*** Opening of Data supplied ***

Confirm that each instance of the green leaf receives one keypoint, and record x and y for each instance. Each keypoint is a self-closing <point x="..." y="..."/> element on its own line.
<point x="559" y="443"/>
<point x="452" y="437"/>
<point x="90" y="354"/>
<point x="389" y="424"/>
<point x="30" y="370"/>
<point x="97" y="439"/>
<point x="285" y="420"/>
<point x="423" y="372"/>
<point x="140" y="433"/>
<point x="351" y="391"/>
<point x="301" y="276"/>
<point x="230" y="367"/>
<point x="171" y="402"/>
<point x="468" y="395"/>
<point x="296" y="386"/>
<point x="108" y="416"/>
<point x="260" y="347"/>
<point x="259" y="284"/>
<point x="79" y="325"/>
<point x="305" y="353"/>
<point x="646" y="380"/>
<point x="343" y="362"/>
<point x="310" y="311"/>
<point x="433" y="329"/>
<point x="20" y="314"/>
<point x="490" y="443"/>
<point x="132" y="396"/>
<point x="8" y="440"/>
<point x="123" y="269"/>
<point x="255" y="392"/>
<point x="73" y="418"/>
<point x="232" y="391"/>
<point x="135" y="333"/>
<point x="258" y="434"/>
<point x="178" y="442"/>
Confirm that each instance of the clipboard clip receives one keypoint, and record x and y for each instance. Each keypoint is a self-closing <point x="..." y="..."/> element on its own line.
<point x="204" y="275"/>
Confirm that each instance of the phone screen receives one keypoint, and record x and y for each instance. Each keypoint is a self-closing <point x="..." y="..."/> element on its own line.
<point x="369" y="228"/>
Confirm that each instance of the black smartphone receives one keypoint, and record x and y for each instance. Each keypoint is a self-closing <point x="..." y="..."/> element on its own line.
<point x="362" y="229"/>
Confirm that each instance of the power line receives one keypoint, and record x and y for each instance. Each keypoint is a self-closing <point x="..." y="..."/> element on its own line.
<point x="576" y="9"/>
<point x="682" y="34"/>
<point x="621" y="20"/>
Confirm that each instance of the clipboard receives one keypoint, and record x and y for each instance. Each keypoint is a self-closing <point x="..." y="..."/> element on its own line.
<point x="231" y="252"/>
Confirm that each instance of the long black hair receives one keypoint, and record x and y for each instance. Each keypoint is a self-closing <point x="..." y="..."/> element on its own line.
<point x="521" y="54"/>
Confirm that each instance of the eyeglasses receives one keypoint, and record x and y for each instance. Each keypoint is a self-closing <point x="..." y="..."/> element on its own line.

*** Close of Data supplied ***

* [Task directions]: Repeat the entries. Keep each one exactly as written.

* [Finished task]:
Confirm that each instance of the green leaf receives one keypoint, and record x and y for each instance. Each keypoint is a self-closing <point x="..." y="..."/> element on its own line.
<point x="559" y="443"/>
<point x="452" y="437"/>
<point x="90" y="354"/>
<point x="389" y="424"/>
<point x="30" y="370"/>
<point x="97" y="439"/>
<point x="285" y="420"/>
<point x="423" y="372"/>
<point x="140" y="433"/>
<point x="351" y="391"/>
<point x="301" y="276"/>
<point x="230" y="367"/>
<point x="171" y="402"/>
<point x="468" y="395"/>
<point x="296" y="386"/>
<point x="108" y="416"/>
<point x="260" y="347"/>
<point x="259" y="284"/>
<point x="79" y="325"/>
<point x="305" y="353"/>
<point x="646" y="380"/>
<point x="343" y="362"/>
<point x="310" y="311"/>
<point x="433" y="329"/>
<point x="20" y="314"/>
<point x="490" y="443"/>
<point x="132" y="396"/>
<point x="8" y="440"/>
<point x="123" y="269"/>
<point x="255" y="392"/>
<point x="73" y="418"/>
<point x="232" y="391"/>
<point x="135" y="333"/>
<point x="258" y="434"/>
<point x="178" y="442"/>
Confirm that each instance of the clipboard clip receives one keypoint, and record x and y for each instance. Each keypoint is a self-closing <point x="..." y="..."/> element on its own line.
<point x="204" y="275"/>
Confirm that each instance of the phone screen receives one keypoint, and record x and y for each instance. Each keypoint is a self-closing <point x="..." y="..."/> element on its own line.
<point x="369" y="228"/>
Confirm that each instance of the black smartphone receives one keypoint, and record x and y for each instance. Each keypoint is a self-closing <point x="..." y="..."/> element on its own line.
<point x="362" y="229"/>
Confirm that each instance of the power line receives one keypoint, and record x and y for each instance. Each keypoint is a self-closing <point x="..." y="..."/> element on its own line.
<point x="576" y="9"/>
<point x="682" y="34"/>
<point x="621" y="20"/>
Confirm that each instance of the clipboard receives one keypoint, and record x and y for each instance. Each keypoint is a self-closing <point x="..." y="..."/> element on its own line.
<point x="231" y="252"/>
Confirm that each instance of the long black hair receives one keypoint, and record x and y for each instance. Each keypoint is a self-closing <point x="..." y="..."/> element on its own line.
<point x="521" y="54"/>
Confirm that each instance of the eyeglasses receives one keypoint, and record x and y for each instance. Each keypoint is a self-closing <point x="..." y="..."/> element on its own line.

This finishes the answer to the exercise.